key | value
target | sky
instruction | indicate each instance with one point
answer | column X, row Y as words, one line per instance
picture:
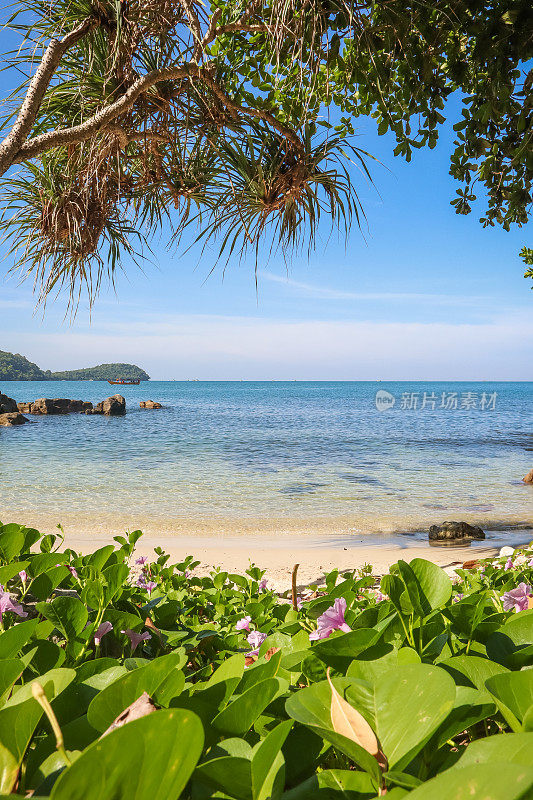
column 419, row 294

= = = =

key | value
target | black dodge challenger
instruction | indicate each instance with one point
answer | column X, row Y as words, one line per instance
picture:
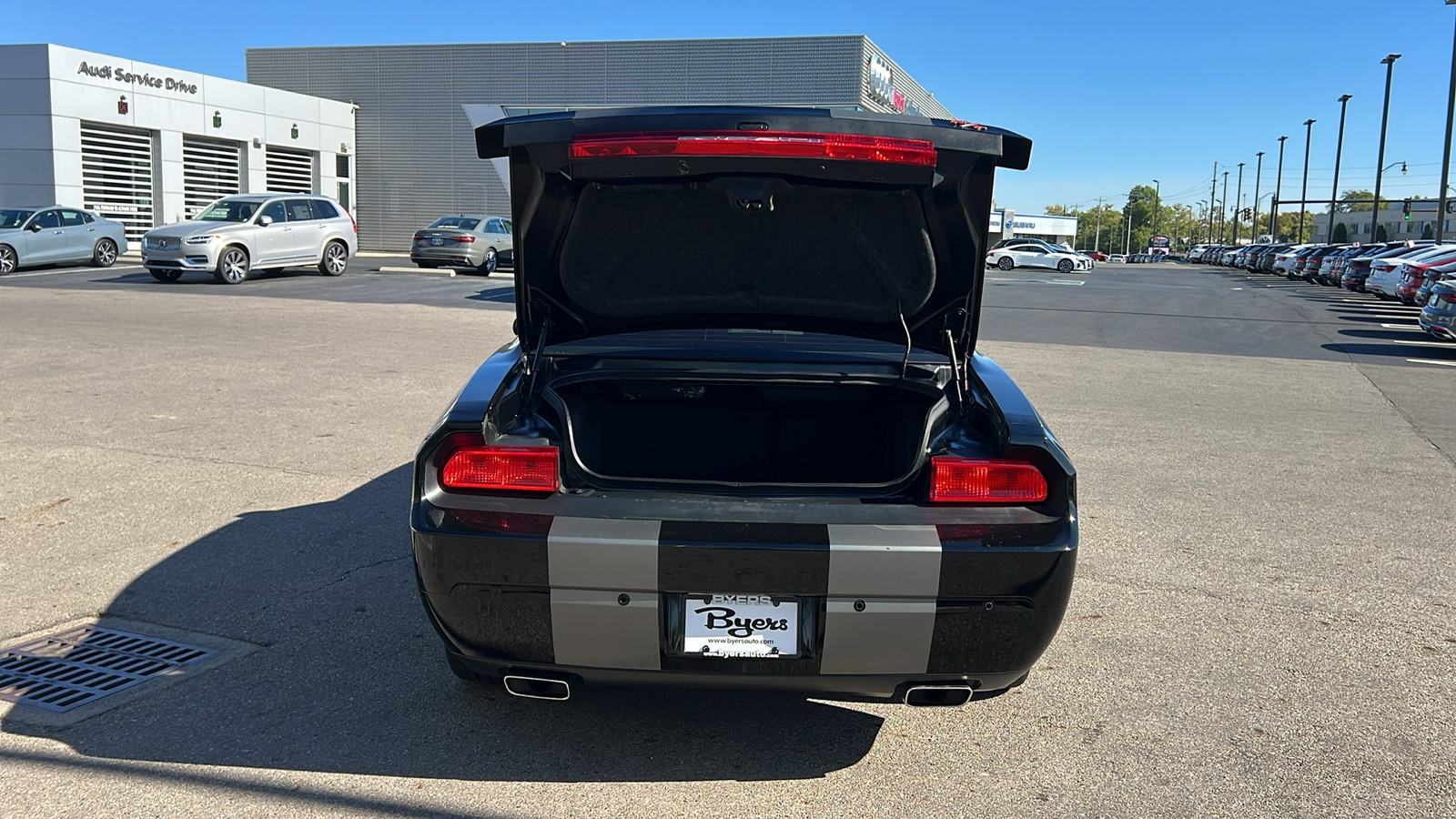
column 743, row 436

= = = =

- **Your instructions**: Identify every line in the data above that contains the string "column", and copy each of those lines in full.

- **Answer in full**:
answer | column X, row Y as words, one line per instance
column 419, row 294
answer | column X, row Y as words, one line per instance
column 743, row 436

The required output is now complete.